Exercise details -> Return every line of the entries below that contains the string "support", matching case exactly.

Stored data ->
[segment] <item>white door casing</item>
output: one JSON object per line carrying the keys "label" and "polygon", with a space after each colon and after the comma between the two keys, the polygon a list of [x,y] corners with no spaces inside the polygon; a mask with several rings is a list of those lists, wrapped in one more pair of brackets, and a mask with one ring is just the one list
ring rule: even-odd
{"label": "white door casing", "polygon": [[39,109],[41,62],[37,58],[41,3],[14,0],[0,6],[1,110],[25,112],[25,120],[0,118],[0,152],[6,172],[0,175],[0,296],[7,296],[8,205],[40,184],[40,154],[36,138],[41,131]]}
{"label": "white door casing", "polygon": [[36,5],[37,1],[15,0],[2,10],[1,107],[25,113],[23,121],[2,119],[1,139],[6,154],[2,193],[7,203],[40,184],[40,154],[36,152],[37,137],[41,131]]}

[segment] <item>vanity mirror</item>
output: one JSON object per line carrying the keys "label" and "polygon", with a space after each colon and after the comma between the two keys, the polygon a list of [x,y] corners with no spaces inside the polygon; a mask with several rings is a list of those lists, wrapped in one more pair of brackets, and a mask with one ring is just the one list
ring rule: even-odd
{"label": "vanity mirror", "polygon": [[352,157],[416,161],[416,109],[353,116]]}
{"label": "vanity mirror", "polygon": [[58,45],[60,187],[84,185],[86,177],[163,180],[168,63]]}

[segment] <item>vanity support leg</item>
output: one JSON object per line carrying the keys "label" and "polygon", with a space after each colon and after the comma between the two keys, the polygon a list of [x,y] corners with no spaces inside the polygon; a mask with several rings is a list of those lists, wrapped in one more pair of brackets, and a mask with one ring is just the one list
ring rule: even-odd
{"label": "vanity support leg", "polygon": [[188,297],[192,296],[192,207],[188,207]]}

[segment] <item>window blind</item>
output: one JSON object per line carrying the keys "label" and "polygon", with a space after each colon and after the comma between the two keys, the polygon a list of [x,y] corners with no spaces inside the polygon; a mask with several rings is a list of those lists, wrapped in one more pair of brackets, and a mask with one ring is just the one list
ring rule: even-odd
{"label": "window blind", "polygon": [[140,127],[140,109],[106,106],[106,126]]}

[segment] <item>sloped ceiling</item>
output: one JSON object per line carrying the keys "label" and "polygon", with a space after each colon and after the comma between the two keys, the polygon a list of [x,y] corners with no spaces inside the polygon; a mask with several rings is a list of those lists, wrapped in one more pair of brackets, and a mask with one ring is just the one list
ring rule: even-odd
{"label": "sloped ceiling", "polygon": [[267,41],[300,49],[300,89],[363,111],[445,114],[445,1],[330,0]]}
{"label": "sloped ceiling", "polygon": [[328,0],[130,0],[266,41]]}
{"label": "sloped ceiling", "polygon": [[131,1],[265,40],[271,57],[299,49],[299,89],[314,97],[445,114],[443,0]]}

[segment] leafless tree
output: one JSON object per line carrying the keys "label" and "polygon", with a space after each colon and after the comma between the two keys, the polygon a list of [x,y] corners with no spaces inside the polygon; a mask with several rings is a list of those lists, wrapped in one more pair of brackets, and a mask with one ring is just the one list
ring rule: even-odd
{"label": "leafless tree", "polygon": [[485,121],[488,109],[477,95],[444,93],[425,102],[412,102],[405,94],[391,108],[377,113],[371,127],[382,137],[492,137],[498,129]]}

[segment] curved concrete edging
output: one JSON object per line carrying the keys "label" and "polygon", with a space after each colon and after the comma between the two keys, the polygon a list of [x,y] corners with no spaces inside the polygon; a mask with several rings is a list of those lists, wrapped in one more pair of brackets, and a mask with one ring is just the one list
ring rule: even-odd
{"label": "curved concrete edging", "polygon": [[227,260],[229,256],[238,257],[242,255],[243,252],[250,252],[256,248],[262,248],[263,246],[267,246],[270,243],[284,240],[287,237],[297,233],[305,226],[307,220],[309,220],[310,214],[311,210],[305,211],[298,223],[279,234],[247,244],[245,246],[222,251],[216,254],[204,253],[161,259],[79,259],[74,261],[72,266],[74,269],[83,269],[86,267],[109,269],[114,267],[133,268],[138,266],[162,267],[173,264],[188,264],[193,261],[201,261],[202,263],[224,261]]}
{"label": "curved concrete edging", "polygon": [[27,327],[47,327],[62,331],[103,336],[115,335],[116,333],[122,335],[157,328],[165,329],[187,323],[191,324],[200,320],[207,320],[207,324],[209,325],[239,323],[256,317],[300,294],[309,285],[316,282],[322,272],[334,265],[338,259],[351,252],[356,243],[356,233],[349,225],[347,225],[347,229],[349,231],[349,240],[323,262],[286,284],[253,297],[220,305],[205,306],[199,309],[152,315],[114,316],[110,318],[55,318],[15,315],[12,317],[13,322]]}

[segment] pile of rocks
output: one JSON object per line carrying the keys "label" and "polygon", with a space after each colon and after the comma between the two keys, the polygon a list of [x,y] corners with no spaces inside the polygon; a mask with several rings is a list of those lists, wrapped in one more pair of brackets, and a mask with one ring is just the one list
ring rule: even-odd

Result ->
[segment] <item>vanity support leg</item>
{"label": "vanity support leg", "polygon": [[188,297],[192,296],[192,207],[188,207]]}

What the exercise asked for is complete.